WHAT THIS TASK INVOLVES:
Copy the data below line for line, keeping every word, number, and comma unchanged.

+++++

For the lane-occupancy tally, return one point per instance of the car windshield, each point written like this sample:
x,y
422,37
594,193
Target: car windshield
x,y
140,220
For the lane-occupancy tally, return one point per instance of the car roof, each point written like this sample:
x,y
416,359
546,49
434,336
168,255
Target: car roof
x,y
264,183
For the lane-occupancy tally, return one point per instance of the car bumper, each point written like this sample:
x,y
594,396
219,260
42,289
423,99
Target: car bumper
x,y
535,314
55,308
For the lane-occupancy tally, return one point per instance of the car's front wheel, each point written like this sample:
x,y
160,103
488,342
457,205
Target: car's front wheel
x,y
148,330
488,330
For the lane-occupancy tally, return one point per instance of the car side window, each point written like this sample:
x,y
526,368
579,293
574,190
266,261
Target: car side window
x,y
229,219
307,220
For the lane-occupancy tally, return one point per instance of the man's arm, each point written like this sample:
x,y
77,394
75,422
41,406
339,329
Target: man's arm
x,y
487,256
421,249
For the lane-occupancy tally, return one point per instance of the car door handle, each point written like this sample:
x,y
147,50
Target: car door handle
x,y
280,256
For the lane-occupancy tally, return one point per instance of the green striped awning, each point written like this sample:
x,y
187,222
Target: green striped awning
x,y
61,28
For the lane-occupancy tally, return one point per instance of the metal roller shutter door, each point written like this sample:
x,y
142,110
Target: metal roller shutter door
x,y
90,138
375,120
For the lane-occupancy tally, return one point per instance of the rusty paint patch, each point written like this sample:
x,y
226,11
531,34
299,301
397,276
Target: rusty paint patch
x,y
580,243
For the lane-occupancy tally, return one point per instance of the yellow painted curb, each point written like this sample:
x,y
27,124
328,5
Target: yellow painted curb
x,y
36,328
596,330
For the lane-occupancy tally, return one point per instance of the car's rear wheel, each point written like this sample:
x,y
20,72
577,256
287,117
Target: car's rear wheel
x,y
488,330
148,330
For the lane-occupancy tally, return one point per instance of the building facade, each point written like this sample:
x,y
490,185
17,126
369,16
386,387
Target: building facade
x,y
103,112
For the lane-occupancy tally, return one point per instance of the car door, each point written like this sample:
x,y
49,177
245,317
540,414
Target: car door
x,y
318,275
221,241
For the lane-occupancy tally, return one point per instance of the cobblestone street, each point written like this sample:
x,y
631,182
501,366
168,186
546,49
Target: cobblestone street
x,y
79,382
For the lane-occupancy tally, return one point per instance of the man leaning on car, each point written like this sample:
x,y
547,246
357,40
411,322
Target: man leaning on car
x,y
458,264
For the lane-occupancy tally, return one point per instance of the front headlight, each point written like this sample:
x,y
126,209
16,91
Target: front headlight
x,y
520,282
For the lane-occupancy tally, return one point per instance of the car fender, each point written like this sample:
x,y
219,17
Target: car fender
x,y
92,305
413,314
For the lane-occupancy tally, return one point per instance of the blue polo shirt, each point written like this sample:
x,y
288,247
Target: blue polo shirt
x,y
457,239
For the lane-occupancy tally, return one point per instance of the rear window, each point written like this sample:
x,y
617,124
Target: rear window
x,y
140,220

+++++

RESPONSE TO THE TASK:
For the lane-occupancy tally, return one point per instance of the car windshield, each point written like this sample:
x,y
422,37
594,193
Target: car windshield
x,y
140,220
For the lane-occupancy tally, return one point per instance of the car roof, each point written like this sample:
x,y
416,359
546,49
434,336
168,255
Target: car roof
x,y
264,183
For the lane-occupancy tally, return one point per instance of the car bumper, each point written like this sample:
x,y
594,396
219,260
42,289
423,99
Target: car bumper
x,y
535,314
55,308
For the lane-occupancy tally, return one point per instance of the car's front wheel, each point written like this sample:
x,y
160,103
488,342
457,205
Target: car's front wheel
x,y
148,330
488,330
For the lane-occupancy tally, return one point per instance of the car side window, each point written like this sample:
x,y
526,368
579,293
574,190
266,261
Target: car side window
x,y
229,219
307,220
For the lane-occupancy tally, return one point per instance of the man's arm, each point written like this sample:
x,y
77,394
75,422
41,406
339,329
Target: man's arm
x,y
487,256
421,249
For the lane-occupancy tally, return one point per instance of the car door handle, each point written like this sample:
x,y
147,50
Target: car door handle
x,y
280,256
For the lane-occupancy tally, return one point per instance of the green striped awning, each point written like this sample:
x,y
187,222
Target: green striped awning
x,y
61,28
For the lane-occupancy tally, return one point per instance of the metal roller shutter door, each point written like this sample:
x,y
142,110
Target: metal roller shutter door
x,y
90,138
375,120
For the lane-occupancy tally, return one point per instance of the rusty paint patch, each point written like this sample:
x,y
226,11
531,34
299,301
397,276
Target: rusty paint patch
x,y
580,243
For the lane-occupancy tally, return one point per instance of the yellow painted curb, each point written like this sample:
x,y
27,124
328,5
Target: yellow painted curb
x,y
36,328
596,330
For the lane-occupancy tally, return one point per instance of the car's rear wheel, each point written like this sample:
x,y
20,72
577,256
287,117
Target: car's rear wheel
x,y
488,330
148,330
For the lane-occupancy tally, return one point per instance of the building facade, each point written like this sample:
x,y
490,185
17,126
369,16
386,387
Target: building facade
x,y
103,112
For the lane-occupancy tally, return one point per instance of the car door, each point written like this sample:
x,y
49,177
245,317
540,414
Target: car door
x,y
318,275
221,241
For the lane-occupancy tally, return one point per instance of the cobblestone street, each point written like this sample:
x,y
631,182
501,366
168,186
546,49
Target: cobblestone street
x,y
79,382
For the lane-occupancy tally, return one point per instance of the man leaning on car, each point written like this sample:
x,y
547,246
357,40
411,322
Target: man leaning on car
x,y
458,264
For the lane-occupancy tally, return one point per instance of the front headlight, each point written like this sample:
x,y
126,209
16,91
Target: front headlight
x,y
520,282
For the lane-occupancy tally, return one point per instance of the car fender, each point written like this sample:
x,y
219,17
Target: car fender
x,y
92,305
413,314
For the lane-occupancy tally, return one point per instance of the blue polo shirt, each point written like this sample:
x,y
288,247
Target: blue polo shirt
x,y
457,239
For the lane-occupancy tally, return one point per instance of the rear window, each point written like this sample:
x,y
617,124
Target: rear window
x,y
140,220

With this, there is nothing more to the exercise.